§ **Exercise directions**
In the bedsheet-washing thread, how often does tutliputli wash their sheets?

Here I thought that I'd be the only one voting once a month. Turns out it's in second place, perhaps I'm not dirty after all... Or I have plenty of company lol


----------



## tutliputli (Feb 22, 2009)

Most people voted once a week? I do mine once a fortnight. I feel like such a slob. I have two house rabbits that bound around on (and sometimes in) my bed so I do it quite often. Like a lot of people have already said, I love snuggling into freshly washed sheets.


----------



## MagusAnima (Mar 4, 2010)

KittyGirl said:


> I'm kind of ashamed...
> XD
> Unless my sheets look or smell dirty- I'll prolly sleep on them.
> Same goes with my clothes... I'll wear them unless they smell or look dirty.
> ...


Same here, I'll sleep in them even if they do smell tbh, I don't really care enough about anything anymore... :/ :rain


----------



## so_so_shy (Sep 5, 2005)

Once a week. I could easily change them every day though because my dog sleeps on my bed and she sheds A LOT!


----------



## TheDaffodil (Jun 20, 2009)

When my life is busy, it's more than a week, less than 2 weeks usually. When my life isn't busy it's once a week. Rarely I can get it in twice a week, which is my preference. It's just hard to do when 4 other adults have laundry they're doing (and usually not staying on top of, haha). I feel like bugs will start living in my sheets and do horrible things to my skin if I don't take care of it. And fresh sheets feel/smell really good. I never want that smell to fade! When I get more bedsheets, I'll be able to at least change my sheets more often. I got a new bed so I need sheets that fit it.


----------



## Jnmcda0 (Nov 28, 2003)

You're supposed to wash them? Hmmm. Learn something new every day.

j/k


----------



## sabueed (May 8, 2008)

The only action that happens on my bed is me sleeping. So no, I don't wash them that often.


----------



## Kwtrader (Oct 10, 2007)

sabueed said:


> The only action that happens on my bed is me sleeping. So no, I don't wash them that often.


same here. i wash them when its convenient, so sometimes it can be months. i live by my computer and don't have a gf so its cool.


----------



## Judi (Jun 22, 2009)

Once every few months... or maybe once a year? I shower and change to sleeping clothes before I sleep. I don't see what can make bedsheets so dirty.


----------



## sansd (Mar 22, 2006)

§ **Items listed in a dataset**

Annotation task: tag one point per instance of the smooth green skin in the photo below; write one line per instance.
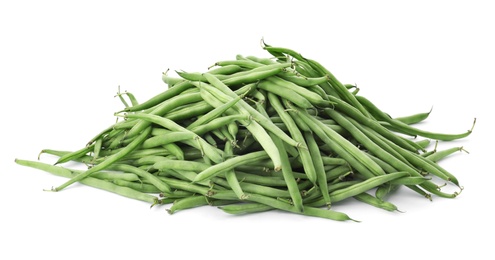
(76, 154)
(297, 135)
(303, 81)
(225, 70)
(209, 150)
(245, 208)
(214, 113)
(233, 129)
(363, 133)
(152, 179)
(407, 129)
(108, 175)
(374, 144)
(188, 203)
(175, 150)
(167, 138)
(337, 85)
(255, 75)
(224, 93)
(373, 201)
(83, 159)
(242, 77)
(363, 186)
(274, 203)
(231, 175)
(308, 211)
(139, 186)
(414, 119)
(254, 128)
(149, 160)
(423, 143)
(383, 191)
(332, 161)
(230, 164)
(180, 165)
(314, 98)
(314, 197)
(246, 64)
(90, 181)
(160, 98)
(109, 161)
(217, 123)
(422, 163)
(373, 124)
(171, 81)
(439, 155)
(337, 172)
(251, 188)
(318, 164)
(271, 181)
(335, 147)
(285, 93)
(295, 193)
(163, 108)
(189, 111)
(345, 144)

§ **Solution to the exercise**
Once a fortnight.